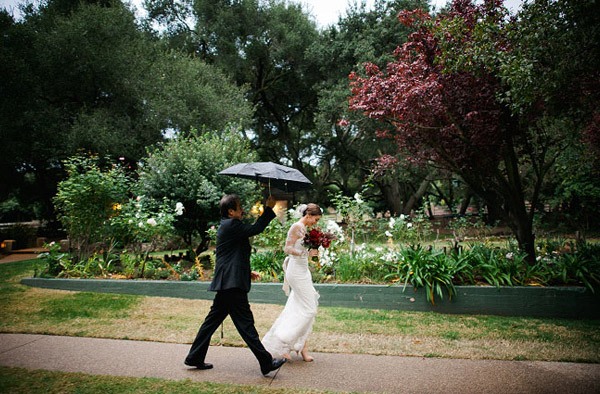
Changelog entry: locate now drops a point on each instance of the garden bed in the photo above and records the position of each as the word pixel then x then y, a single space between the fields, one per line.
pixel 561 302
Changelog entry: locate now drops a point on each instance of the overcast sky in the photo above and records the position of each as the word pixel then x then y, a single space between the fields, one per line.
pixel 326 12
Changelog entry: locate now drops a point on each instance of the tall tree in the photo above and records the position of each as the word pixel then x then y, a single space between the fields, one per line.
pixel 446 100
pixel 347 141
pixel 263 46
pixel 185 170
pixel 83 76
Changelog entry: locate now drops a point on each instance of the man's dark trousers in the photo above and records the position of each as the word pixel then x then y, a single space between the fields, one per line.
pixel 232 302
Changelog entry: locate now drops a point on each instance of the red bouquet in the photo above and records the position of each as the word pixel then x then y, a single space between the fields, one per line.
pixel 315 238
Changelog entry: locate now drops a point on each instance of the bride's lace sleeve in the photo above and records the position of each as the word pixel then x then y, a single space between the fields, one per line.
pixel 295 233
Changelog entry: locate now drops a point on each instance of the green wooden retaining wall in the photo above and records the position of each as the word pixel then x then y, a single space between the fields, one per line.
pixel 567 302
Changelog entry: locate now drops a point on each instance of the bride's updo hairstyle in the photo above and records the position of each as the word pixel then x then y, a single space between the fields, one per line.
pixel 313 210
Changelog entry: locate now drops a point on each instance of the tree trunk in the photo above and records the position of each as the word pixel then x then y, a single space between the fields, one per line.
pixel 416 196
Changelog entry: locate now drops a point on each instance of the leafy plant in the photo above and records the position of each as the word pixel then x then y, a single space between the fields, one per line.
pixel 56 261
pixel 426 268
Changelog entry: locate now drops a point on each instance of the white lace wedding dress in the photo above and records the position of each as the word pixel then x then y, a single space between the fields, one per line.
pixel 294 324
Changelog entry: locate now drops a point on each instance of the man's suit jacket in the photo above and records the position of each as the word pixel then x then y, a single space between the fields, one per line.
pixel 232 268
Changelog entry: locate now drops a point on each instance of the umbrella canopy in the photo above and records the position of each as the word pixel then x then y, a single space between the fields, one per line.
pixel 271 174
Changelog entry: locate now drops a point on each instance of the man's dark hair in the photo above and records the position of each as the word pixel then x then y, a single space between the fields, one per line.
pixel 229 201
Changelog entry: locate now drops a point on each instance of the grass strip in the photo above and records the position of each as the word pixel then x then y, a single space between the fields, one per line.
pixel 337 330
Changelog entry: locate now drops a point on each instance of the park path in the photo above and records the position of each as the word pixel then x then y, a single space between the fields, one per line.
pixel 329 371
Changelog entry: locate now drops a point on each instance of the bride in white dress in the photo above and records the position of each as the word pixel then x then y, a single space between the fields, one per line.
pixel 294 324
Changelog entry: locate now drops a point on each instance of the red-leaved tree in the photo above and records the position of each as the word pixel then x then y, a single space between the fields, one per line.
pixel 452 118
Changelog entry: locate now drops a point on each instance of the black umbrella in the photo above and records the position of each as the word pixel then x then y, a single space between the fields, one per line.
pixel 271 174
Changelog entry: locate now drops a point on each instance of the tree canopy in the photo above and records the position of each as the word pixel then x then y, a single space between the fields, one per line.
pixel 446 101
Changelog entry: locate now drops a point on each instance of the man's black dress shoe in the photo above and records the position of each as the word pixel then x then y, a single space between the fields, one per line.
---
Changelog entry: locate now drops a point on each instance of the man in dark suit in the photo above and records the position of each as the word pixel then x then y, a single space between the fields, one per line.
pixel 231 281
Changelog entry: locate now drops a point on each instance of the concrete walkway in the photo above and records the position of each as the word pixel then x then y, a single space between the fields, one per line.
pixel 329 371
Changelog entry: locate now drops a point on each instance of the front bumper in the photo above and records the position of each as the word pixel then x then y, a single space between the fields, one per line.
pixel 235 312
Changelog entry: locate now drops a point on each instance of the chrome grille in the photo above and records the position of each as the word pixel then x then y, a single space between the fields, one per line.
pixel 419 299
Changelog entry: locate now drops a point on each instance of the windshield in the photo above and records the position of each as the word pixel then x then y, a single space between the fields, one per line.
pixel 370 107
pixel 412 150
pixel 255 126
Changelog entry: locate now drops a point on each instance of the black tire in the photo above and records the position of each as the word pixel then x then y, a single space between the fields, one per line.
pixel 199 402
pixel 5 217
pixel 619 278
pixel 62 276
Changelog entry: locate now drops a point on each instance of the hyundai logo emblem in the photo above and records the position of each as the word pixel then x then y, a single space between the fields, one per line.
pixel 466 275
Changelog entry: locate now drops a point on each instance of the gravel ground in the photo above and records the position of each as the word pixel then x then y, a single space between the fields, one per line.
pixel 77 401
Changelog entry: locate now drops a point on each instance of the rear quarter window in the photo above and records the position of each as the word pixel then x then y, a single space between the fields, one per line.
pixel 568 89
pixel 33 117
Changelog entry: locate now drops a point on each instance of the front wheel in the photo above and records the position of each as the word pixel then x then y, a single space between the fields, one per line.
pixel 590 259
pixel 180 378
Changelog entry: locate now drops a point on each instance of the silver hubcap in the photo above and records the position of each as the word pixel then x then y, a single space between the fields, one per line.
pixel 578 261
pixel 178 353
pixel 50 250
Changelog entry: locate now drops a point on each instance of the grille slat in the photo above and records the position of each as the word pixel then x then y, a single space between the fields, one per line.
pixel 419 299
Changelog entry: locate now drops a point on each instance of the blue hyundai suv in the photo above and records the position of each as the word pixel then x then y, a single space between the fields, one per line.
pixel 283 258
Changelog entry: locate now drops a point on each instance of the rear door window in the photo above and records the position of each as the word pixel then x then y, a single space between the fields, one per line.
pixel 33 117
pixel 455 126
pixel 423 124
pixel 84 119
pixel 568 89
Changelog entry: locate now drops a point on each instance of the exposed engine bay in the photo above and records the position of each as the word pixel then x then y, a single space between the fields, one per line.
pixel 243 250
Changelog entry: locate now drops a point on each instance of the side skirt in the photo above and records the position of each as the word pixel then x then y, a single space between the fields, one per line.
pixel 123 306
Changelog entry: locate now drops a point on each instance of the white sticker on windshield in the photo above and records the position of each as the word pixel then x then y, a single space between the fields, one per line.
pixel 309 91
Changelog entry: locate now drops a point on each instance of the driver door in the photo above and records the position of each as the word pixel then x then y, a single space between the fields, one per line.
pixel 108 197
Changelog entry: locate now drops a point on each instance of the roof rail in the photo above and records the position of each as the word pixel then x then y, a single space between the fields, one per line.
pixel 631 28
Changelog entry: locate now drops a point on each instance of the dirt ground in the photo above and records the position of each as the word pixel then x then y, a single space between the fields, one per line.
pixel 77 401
---
_TO BE DONE_. Lay out the entries from the line with "of the garden" up to and including the line with "pixel 83 76" as a two-column CSV headed entry and answer. Each entry gets one row holding its text and its answer, each enclosed in quotation marks as a single field with any line breaks converted to spaces.

_THE REPLY_.
entry,answer
"Changelog entry: locate now drops a point on each instance of the garden bed in the photo above and records the position of each as the word pixel then x then y, a single space between the fields, one per line.","pixel 561 302"
"Changelog entry: locate now drops a point on each instance of the overcast sky in the photo above and records the position of each as the word pixel then x then y, a single space between the fields, one per line.","pixel 326 12"
"Changelog entry: locate now drops a point on each instance of the tall tree in the photo above and records the position of each as the word pixel then x then y, a single space between the fields, one per line.","pixel 446 100 pixel 347 141 pixel 263 46 pixel 185 170 pixel 83 76"